--- Start of Data lines ---

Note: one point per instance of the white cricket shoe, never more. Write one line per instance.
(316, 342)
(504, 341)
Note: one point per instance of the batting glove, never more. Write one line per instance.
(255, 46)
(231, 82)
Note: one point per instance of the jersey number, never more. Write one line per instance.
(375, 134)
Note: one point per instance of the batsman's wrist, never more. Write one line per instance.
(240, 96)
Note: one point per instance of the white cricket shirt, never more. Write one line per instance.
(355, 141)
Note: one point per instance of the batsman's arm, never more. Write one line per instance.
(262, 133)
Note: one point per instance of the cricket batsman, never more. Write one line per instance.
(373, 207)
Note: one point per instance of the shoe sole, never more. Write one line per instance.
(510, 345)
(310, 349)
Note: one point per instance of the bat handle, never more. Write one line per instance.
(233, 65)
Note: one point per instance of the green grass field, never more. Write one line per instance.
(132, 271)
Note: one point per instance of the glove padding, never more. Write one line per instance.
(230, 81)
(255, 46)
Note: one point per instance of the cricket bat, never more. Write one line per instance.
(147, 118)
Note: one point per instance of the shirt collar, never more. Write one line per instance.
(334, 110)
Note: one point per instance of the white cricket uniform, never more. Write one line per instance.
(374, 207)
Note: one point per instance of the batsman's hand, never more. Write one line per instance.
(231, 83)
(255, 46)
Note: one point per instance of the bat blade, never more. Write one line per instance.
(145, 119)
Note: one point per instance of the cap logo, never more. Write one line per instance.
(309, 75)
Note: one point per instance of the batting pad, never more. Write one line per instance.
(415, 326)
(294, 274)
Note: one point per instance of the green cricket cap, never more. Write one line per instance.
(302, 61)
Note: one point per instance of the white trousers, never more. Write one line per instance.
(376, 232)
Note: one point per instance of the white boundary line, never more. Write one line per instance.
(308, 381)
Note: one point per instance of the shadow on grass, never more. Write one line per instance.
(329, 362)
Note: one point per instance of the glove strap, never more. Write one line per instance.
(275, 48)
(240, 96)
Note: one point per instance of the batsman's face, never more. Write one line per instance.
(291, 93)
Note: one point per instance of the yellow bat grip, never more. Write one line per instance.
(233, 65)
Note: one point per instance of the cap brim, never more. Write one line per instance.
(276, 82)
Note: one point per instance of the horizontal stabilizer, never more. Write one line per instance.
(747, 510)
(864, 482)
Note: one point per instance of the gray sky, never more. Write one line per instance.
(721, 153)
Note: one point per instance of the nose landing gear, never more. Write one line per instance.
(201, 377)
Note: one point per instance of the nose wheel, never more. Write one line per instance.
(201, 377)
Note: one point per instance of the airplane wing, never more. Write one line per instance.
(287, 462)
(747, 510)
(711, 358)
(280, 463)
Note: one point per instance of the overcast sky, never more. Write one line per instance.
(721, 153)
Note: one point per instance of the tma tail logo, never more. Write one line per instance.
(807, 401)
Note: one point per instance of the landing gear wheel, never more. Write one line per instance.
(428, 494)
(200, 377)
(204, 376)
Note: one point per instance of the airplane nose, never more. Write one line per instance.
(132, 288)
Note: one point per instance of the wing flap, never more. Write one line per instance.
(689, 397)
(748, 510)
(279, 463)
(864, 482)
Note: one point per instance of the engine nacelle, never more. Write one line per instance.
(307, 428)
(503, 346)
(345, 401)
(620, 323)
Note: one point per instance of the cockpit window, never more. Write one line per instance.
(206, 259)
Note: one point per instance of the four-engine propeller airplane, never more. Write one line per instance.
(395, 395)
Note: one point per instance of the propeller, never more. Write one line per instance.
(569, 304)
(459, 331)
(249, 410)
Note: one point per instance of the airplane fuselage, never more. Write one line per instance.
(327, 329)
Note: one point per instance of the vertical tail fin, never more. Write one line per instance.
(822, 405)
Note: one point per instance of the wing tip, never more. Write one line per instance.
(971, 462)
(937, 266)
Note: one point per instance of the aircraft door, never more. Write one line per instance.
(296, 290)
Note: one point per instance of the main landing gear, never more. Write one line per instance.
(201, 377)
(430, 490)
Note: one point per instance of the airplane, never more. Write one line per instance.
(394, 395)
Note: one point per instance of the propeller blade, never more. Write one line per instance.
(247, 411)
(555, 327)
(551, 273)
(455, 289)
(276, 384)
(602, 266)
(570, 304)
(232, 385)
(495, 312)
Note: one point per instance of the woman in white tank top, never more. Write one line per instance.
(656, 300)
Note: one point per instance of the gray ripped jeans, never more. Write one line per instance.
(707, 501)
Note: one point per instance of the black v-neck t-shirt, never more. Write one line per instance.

--- End of Data lines ---

What to produce → Copy out the entries verbatim, starting with the line that contains "Note: one point per instance of the main" and continuing through the final line of the entries, with both of those lines included.

Finished task →
Note: one point per instance of the main landing gear, never more. Write one line per instance.
(201, 377)
(430, 490)
Note: one point per instance of the airplane, never more. Write one line per instance.
(394, 395)
Note: one point per instance of the propeller blade, never more. Write one line per instance.
(247, 411)
(555, 327)
(551, 273)
(455, 289)
(276, 384)
(602, 266)
(570, 304)
(232, 385)
(495, 312)
Note: one point per instance of the woman in white tank top, never more. Write one line per instance.
(656, 300)
Note: one point per instance of the gray ripped jeans, never more. Write one line per instance.
(707, 501)
Note: one point per instance of the black v-neck t-shirt, never more. Write one line per instance.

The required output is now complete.